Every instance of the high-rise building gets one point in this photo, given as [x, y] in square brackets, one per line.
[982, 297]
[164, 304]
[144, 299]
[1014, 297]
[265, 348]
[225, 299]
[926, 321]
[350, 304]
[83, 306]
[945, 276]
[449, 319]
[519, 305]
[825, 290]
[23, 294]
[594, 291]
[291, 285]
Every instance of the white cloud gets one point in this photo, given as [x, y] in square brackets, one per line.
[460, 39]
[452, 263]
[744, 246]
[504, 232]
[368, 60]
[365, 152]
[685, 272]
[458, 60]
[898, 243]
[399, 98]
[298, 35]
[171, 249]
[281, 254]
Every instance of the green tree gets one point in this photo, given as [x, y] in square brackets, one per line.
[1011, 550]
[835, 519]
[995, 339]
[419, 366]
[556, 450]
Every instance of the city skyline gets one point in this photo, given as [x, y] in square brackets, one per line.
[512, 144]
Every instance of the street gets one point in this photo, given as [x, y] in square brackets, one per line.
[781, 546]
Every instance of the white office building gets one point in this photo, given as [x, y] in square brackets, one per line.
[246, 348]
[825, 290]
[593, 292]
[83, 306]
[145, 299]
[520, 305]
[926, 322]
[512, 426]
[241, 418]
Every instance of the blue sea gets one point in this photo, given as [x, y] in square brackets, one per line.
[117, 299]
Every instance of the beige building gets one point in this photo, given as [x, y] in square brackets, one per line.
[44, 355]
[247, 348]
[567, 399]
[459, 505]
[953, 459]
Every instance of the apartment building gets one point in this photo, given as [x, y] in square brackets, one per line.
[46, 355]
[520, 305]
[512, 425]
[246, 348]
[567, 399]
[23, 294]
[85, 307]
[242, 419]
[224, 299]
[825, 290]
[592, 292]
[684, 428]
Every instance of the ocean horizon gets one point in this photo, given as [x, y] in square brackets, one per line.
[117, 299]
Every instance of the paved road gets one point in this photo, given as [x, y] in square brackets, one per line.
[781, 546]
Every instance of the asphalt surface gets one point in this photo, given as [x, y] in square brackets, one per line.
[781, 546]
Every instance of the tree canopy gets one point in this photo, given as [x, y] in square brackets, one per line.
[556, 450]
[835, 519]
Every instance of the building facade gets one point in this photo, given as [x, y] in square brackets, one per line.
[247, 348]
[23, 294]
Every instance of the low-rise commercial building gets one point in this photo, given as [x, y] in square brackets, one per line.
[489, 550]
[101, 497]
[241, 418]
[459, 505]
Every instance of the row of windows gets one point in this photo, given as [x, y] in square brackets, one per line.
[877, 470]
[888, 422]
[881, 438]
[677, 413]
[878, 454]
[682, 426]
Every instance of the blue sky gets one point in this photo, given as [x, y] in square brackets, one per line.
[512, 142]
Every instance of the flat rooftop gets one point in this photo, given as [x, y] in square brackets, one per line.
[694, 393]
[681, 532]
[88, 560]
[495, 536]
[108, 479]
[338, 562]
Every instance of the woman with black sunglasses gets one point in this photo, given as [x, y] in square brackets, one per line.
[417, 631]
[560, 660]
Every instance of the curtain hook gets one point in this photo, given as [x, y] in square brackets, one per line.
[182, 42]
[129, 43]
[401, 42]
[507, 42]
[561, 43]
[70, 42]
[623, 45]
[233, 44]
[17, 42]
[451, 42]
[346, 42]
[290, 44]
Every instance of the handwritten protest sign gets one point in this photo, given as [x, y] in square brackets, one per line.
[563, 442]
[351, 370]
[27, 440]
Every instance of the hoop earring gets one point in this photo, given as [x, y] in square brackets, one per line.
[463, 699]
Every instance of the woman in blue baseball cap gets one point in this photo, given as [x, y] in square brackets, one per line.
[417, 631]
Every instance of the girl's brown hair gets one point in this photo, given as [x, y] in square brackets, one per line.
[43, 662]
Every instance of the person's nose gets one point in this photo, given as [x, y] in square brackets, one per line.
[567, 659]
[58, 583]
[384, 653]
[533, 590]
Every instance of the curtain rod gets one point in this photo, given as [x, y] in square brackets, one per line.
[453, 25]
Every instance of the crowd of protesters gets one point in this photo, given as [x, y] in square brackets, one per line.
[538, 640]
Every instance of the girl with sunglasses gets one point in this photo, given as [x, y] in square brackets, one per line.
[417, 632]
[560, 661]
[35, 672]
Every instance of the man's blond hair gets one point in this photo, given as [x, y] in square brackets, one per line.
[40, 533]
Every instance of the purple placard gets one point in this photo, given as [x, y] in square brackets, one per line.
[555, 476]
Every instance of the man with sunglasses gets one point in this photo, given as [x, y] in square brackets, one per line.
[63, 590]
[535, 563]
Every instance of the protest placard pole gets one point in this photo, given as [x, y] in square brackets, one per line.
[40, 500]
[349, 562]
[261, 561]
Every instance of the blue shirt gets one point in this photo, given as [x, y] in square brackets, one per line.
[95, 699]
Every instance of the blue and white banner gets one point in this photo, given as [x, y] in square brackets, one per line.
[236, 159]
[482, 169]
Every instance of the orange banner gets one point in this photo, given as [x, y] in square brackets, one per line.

Exercise directions
The records above must be reproduced word for word.

Answer section
Every instance of the high-rise building gets one point in this photo, given as [x, y] in square brackets, one per line.
[982, 297]
[164, 304]
[144, 299]
[1014, 297]
[265, 348]
[225, 299]
[926, 321]
[350, 304]
[83, 306]
[945, 276]
[449, 319]
[519, 305]
[825, 290]
[23, 294]
[594, 291]
[291, 285]
Every instance of the white cloud gets one point in this photo, given as [x, y] in square brackets, one per line.
[460, 39]
[452, 263]
[744, 246]
[504, 232]
[368, 60]
[365, 152]
[685, 272]
[458, 60]
[898, 243]
[399, 98]
[298, 35]
[171, 249]
[281, 254]
Every instance of the green tree gets one point in this photo, given as [x, y] in square brackets, one per line.
[1011, 550]
[835, 519]
[995, 339]
[419, 366]
[556, 450]
Every instance of the city skyline gets one point in this photo, given as [x, y] in square brackets, one per line.
[512, 144]
Every instance of the street gets one point in this photo, given as [x, y] in square brackets, one per line.
[781, 546]
Every instance of the white office building gets one point in this photo, given as [x, y] in square brackets, one per line.
[246, 348]
[825, 290]
[593, 292]
[83, 306]
[145, 299]
[520, 305]
[926, 322]
[512, 426]
[241, 418]
Every instance of the blue sea gets one point in this photo, given as [x, y] in square brackets, one per line.
[117, 299]
Every instance of the beige building gets one point in this photo, given as [x, y] in square brackets, one per line.
[44, 355]
[247, 348]
[567, 399]
[459, 505]
[953, 459]
Every instance of the apartment building gets one point in this photo, given as [x, y] in square brackets, one per line.
[46, 355]
[520, 305]
[512, 425]
[246, 348]
[567, 399]
[23, 294]
[85, 307]
[242, 419]
[224, 299]
[825, 290]
[592, 292]
[684, 428]
Every instance of the ocean horizon gets one point in this photo, given as [x, y] in square brackets, one per line.
[117, 299]
Every instance of the paved road gets one point in this photo, given as [x, y] in square brackets, one per line.
[781, 546]
Every instance of the asphalt surface gets one point in this photo, given as [x, y] in square brackets, one per line.
[781, 546]
Every instance of the tree canopy gets one point in this photo, given as [x, y] in square brackets, one per line.
[556, 450]
[835, 519]
Every instance of the building facade gets one point in this photo, given as [x, y] in square brackets, one per line.
[247, 348]
[23, 294]
Every instance of the low-rise commercial building gets one point in this photo, given as [x, y] in square brackets, one per line.
[489, 550]
[101, 497]
[241, 418]
[459, 505]
Every instance of the row of windows gets one point in this photo, given as [x, y] in square brackets, one per line.
[877, 470]
[888, 422]
[881, 438]
[677, 413]
[878, 454]
[682, 426]
Every instance of the blue sky gets one point in this photo, given as [x, y] in square brackets, one per line.
[512, 142]
Every instance of the flat rooftop gets one point in this photo, given as [x, y] in square brackets, one per line.
[694, 393]
[681, 532]
[88, 560]
[495, 536]
[108, 479]
[338, 562]
Every instance of the woman with black sunglasses gets one point in this photo, given as [x, y] in square brackets, one per line.
[417, 631]
[560, 660]
Every instance of the curtain hook gets one point in this photo, given as [x, y] in square brackets, one per line.
[182, 42]
[129, 43]
[401, 42]
[507, 42]
[561, 43]
[70, 42]
[623, 45]
[233, 44]
[17, 42]
[451, 42]
[346, 42]
[290, 44]
Every instance of the handwritten protest sign gets one point in this photo, given as [x, y] in square brackets, one per line.
[563, 442]
[351, 370]
[27, 440]
Every instance of the hoop earring gets one point in this photo, given as [x, y] in square brackets, one per line.
[463, 699]
Every instance of the woman in blue baseball cap gets one point in this photo, given as [x, y] in square brackets, one per line.
[417, 631]
Every instance of the girl's brown hair gets one point in this photo, given as [x, y] in square brackets, one per line.
[43, 662]
Every instance of the person's nose gets one point in this photo, given as [x, y] in square brackets, one per line.
[567, 659]
[58, 583]
[384, 653]
[533, 590]
Every instance of the curtain rod gets one point in this photo, given as [x, y] in square brackets, one per line.
[453, 25]
Every instance of the crowd of protesters gets one point in this photo, given as [x, y] in square brackets, one per line.
[538, 640]
Every instance of the girl with sunglasses gets one point in this photo, given as [x, y] in square brackets, one per line.
[417, 632]
[560, 661]
[35, 672]
Every instance of the man's blond hair gets one point in this photo, given as [x, y] in square brackets, one per line.
[40, 533]
Every instance of the purple placard gets one point in this photo, given as [x, y] in square brackets, one per line.
[555, 476]
Every instance of the man with sunglasses gets one point in this photo, given as [x, y] in square brackets, one per line.
[63, 590]
[535, 563]
Every instance of the protest placard pole gets one point in this photo, given as [x, y] in square brackets, one per line.
[40, 500]
[349, 562]
[261, 561]
Every instance of the blue shirt gets one point in this photo, given as [x, y] in square brackets, one per line.
[95, 699]
Every instance of the blue and white banner gets one point in this photo, given as [x, y] in square brackets, one per line.
[236, 159]
[482, 169]
Every instance of the orange banner gets one point in this photo, given as [x, y] in square brackets, one per line.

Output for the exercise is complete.